- DOCUMENT -
------------------------------------------------
Final Project. (25%)
Final exam. (30%).
The midterm is Monday, Feb 23, 3:00-4:20pm (in class).
The final exam is Tuesday, March 17, 8-11am (in class: MS 5128).
Homeworks will be announced in class.

Homeworks must be handed in at the beginning of class, or may be slipped under my office door (MS 8965) any time before class. Each homework assignment is graded out of 10 points. Homeworks handed in between 5 and 10 minutes after class has begun will be given a one-point deduction. Those handed in between 10 and 20 minutes late will be given a two-point deduction. Homeworks handed in between 20 minutes late and the end of class will be given a three-point deduction. Homeworks submitted after lecture is over will not be accepted. Homeworks must be submitted in hard copy, rather than by email or fax.

Rough Outline:
Week 1: Introductory material, regression overview, function approximation, and bias/variance tradeoffs.
------------------------------------------------
(Portion of a data file)
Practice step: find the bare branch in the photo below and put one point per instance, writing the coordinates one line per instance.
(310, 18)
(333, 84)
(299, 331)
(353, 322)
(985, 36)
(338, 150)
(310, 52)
------------------------------------------------
- EXERCISE INSTRUCTIONS -
**A)** According to the course syllabus, where may homeworks be left if they are not handed in at the beginning of class?
**B)** Translate this sentence from the course syllabus into Spanish: "Homeworks must be submitted in hard copy, rather than by email or fax."
**C)** For each statement, say whether it agrees with the course syllabus, and quote the words that decide it. (i) The final exam is held in room MS 5128. (ii) A homework handed in 15 minutes after class has begun loses one point. (iii) A homework submitted after lecture is over receives a three-point deduction.

- RESULTS BY TASK -
**A)** Under the instructor's office door (MS 8965), any time before class.

**B)** Las tareas deben entregarse en copia impresa, en lugar de por correo electrónico o fax.

**C)**
(i) Yes: "The final exam is Tuesday, March 17, 8-11am (in class: MS 5128)."
(ii) No: "Those handed in between 10 and 20 minutes late will be given a two-point deduction."
(iii) No: "Homeworks submitted after lecture is over will not be accepted."